Repeat the following lines exactly and nothing else: the line containing "[locate] stadium grandstand" and each line after it through the end of the listing.
--- start SUPPLIED MATERIAL ---
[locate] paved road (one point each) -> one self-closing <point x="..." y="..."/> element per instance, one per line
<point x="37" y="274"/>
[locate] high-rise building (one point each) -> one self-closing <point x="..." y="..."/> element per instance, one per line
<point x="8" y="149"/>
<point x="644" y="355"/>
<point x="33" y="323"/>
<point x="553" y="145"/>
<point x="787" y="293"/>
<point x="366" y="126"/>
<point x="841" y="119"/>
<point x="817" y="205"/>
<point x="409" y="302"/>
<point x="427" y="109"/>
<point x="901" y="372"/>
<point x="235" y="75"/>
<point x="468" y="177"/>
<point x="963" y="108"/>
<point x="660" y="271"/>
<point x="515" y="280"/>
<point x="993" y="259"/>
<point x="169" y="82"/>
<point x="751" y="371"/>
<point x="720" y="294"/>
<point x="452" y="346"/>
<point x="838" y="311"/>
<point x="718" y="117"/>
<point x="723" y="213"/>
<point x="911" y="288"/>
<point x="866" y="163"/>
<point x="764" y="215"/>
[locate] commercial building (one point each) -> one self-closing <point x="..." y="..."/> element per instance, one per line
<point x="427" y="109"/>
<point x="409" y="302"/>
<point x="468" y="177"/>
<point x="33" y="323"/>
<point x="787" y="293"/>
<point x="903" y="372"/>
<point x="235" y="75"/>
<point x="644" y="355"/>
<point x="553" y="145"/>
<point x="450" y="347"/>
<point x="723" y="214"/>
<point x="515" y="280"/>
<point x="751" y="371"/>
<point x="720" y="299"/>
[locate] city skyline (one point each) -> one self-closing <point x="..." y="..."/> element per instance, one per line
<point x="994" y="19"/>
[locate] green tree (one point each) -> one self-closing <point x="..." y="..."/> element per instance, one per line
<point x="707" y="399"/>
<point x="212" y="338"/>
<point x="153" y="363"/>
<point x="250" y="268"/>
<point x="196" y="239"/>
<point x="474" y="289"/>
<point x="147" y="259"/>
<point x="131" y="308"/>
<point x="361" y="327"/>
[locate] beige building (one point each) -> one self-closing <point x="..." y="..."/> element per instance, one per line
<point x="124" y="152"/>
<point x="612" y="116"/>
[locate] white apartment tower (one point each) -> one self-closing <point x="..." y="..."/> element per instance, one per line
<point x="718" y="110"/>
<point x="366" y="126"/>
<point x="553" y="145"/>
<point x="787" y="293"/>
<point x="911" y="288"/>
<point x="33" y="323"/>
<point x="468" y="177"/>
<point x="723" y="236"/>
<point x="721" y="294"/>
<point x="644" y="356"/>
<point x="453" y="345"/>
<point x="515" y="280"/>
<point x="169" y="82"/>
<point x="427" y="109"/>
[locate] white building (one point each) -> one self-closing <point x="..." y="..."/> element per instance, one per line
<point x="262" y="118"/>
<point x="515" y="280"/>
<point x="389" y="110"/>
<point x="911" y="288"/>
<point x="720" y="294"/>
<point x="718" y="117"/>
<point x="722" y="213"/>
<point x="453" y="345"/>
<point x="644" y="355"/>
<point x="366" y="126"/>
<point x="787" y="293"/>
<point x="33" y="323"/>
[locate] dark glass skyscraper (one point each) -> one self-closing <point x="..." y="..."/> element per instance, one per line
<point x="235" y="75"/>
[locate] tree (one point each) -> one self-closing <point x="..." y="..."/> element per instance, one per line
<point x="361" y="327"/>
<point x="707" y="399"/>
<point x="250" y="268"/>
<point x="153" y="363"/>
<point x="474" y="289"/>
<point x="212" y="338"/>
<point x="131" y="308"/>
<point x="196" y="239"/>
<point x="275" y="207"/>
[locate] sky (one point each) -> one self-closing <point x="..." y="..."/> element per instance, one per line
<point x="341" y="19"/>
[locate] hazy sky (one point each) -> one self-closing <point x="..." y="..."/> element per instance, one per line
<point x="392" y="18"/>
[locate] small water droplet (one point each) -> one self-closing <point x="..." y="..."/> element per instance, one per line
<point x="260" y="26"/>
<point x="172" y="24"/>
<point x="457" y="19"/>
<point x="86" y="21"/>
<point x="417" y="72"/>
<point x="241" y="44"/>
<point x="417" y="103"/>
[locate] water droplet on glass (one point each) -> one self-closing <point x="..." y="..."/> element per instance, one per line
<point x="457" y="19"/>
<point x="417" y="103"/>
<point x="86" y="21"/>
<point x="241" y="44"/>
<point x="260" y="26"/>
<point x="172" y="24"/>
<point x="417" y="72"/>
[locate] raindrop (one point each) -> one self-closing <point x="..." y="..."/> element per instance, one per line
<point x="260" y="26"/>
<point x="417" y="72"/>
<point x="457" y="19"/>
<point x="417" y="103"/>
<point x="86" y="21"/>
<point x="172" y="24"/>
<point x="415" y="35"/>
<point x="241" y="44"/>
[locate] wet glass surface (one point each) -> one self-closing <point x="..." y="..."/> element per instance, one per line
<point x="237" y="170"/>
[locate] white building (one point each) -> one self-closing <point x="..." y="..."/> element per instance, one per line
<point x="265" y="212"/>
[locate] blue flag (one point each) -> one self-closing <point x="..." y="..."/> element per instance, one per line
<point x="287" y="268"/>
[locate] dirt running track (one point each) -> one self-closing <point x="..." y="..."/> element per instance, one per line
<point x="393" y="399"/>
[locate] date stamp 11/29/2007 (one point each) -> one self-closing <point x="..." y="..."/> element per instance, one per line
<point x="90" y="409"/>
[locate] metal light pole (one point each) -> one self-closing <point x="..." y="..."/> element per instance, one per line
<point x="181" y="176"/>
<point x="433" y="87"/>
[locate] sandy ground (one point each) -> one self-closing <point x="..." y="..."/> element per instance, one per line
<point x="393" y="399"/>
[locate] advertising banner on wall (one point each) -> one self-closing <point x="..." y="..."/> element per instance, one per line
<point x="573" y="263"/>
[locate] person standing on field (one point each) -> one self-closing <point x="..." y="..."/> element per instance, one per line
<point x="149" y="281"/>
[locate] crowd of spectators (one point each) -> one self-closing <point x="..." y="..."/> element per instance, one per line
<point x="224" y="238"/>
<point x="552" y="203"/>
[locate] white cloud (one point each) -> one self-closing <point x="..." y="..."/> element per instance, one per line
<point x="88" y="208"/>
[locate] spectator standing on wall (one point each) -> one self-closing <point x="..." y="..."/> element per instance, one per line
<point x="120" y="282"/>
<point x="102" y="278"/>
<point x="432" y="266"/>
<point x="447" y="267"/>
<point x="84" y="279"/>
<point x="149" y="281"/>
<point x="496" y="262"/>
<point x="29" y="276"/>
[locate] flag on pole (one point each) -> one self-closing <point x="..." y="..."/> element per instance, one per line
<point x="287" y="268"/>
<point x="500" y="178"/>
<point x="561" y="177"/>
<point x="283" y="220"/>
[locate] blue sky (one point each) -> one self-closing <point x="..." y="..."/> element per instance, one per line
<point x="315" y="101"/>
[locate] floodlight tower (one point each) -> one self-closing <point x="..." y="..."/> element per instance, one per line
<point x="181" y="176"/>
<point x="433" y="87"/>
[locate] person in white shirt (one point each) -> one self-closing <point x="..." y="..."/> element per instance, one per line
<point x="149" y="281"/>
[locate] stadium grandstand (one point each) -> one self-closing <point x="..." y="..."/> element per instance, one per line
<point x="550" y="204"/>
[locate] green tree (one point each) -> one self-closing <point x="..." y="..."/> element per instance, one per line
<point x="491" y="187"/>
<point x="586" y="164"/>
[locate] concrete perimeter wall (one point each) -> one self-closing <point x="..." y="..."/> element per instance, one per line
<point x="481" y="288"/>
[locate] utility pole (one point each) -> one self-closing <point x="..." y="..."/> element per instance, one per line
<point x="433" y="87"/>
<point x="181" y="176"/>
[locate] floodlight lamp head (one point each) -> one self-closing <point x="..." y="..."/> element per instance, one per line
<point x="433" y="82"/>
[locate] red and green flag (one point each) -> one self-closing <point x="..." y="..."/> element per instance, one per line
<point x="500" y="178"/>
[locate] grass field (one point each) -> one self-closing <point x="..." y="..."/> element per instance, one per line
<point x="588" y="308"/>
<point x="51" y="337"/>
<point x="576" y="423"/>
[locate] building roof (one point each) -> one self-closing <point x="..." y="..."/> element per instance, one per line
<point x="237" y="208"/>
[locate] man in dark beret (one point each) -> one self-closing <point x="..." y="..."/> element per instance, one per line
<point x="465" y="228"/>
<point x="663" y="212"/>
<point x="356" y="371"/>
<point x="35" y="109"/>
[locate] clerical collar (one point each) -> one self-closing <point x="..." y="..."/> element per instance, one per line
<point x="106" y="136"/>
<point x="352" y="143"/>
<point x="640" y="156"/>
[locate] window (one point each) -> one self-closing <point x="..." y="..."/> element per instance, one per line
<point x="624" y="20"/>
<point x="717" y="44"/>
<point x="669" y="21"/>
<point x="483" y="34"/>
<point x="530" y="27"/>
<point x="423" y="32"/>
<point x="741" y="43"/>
--- end SUPPLIED MATERIAL ---
#### RESPONSE TO THE TASK:
[locate] stadium grandstand (one point each) -> one self-closing <point x="..." y="..."/> element per instance, one per line
<point x="550" y="204"/>
[locate] green tree (one point each) -> one self-closing <point x="..." y="..."/> element per instance, one per line
<point x="491" y="187"/>
<point x="586" y="164"/>
[locate] concrete perimeter wall (one point each) -> one self-closing <point x="..." y="..."/> element per instance, one per line
<point x="481" y="288"/>
[locate] utility pole (one point each) -> one self-closing <point x="..." y="..."/> element per instance, one per line
<point x="433" y="87"/>
<point x="181" y="176"/>
[locate] floodlight lamp head (one point each) -> one self-closing <point x="..." y="..."/> element per instance, one per line
<point x="433" y="82"/>
[locate] red and green flag (one point each) -> one self-closing <point x="..." y="..."/> element per instance, one per line
<point x="500" y="178"/>
[locate] grass field (one point each) -> one self-closing <point x="..." y="..."/> element per instance, one per line
<point x="588" y="308"/>
<point x="51" y="337"/>
<point x="576" y="423"/>
[locate] building roof (one point each) -> one self-closing <point x="..." y="..."/> element per instance, one per line
<point x="237" y="208"/>
[locate] man in dark beret (one point each) -> one self-closing <point x="..." y="..."/> element per instance, one per line
<point x="465" y="228"/>
<point x="663" y="212"/>
<point x="356" y="371"/>
<point x="35" y="109"/>
[locate] clerical collar (one point each) -> one self-closing <point x="..." y="..."/> element per instance, one per line
<point x="106" y="136"/>
<point x="352" y="143"/>
<point x="640" y="156"/>
[locate] window (one point each) -> one self-closing <point x="..." y="..."/> element per instance, one per line
<point x="624" y="20"/>
<point x="717" y="44"/>
<point x="669" y="21"/>
<point x="483" y="34"/>
<point x="530" y="27"/>
<point x="423" y="32"/>
<point x="741" y="43"/>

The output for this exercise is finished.